## Text section:
-- -- --

Based on the new census data, 87 of Illinois’ 102 counties experienced population decline between 2010 and 2020. Almost every rural county in Illinois has experienced an outmigration of its youngest and brightest talent, and, now, urban centers, like Chicago, Rockford, Bloomington and others, are experiencing increased outmigration.

Pam Schallhorn, a regional University of Illinois Extension specialist in Community & Economic Development, has spent the last six years studying what prompts people, especially millennials between the ages of 25 and 40, to return or remain in rural communities. She has assisted communities in conducting their own research by developing survey instruments and holding focus groups.

Schallhorn will present “Reversing the Exodus: Strategies for Retaining & Attracting Talent to Your Community” workshops Nov. 30 through Dec. 2 in Vienna, Harrisburg and Ullin.

“Although the effects of the pandemic on outmigration has not had much research devoted to it yet, many experts are predicting that the pandemic may have changed migration patterns especially in younger adults able to work remotely,” Schallhorn said.

Schallhorn will discuss several research-based strategies that communities can implement to help reverse this trend and some insights into how remote work may provide more opportunity for people to migrate back to rural communities. The program will be followed by a young adult panel discussion led by Susan Odum, regional Extension specialist for southern Illinois.

“I believe that the outmigration of talent is one of the top issues needing to be addressed in Illinois,” Schallhorn said. “The loss of young talent is having an impact on business attraction, future leadership, social capital and entrepreneurship across the state, most especially in rural communities.”

-- -- --

Phrase grounding data:

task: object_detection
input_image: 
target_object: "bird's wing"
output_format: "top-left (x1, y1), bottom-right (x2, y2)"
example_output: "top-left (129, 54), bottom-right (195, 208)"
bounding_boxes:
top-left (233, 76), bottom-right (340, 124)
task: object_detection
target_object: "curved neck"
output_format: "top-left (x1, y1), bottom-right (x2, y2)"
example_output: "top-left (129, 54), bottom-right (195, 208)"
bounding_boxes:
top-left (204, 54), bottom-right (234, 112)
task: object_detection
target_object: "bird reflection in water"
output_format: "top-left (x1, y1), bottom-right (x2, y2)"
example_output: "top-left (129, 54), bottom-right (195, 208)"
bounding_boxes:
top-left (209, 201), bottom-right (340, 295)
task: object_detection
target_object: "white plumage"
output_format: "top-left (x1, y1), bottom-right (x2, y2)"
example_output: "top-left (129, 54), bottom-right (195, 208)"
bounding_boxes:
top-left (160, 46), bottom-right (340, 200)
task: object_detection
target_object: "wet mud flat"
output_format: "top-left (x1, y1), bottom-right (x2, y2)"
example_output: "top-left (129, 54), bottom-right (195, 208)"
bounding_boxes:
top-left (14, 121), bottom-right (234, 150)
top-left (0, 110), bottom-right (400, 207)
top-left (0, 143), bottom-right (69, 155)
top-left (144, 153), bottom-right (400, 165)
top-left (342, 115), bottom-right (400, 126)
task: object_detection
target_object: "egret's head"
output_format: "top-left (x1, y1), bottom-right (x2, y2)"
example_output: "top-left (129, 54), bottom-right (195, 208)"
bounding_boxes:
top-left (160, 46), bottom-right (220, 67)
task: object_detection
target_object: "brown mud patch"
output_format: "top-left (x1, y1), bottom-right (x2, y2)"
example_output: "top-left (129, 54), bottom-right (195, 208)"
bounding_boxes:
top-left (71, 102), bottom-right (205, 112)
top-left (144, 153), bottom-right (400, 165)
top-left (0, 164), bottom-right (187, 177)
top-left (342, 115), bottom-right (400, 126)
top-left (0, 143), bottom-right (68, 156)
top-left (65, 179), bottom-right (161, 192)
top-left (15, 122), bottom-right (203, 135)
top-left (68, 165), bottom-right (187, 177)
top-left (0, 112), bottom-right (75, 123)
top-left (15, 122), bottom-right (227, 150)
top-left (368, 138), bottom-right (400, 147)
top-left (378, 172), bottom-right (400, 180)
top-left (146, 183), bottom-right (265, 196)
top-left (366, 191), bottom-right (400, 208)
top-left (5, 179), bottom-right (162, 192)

-- -- --

## Directions for this task:
Rewrite the paragraph in the outmigration article that begins "Pam Schallhorn, a regional" more briefly, keeping its main facts. The lines are not needed for anything here.

## The completed task:
Pam Schallhorn, a regional University of Illinois Extension specialist in Community & Economic Development, has spent six years studying why people, especially millennials aged 25 to 40, return to or stay in rural communities. She has helped communities do their own research by developing survey instruments and holding focus groups.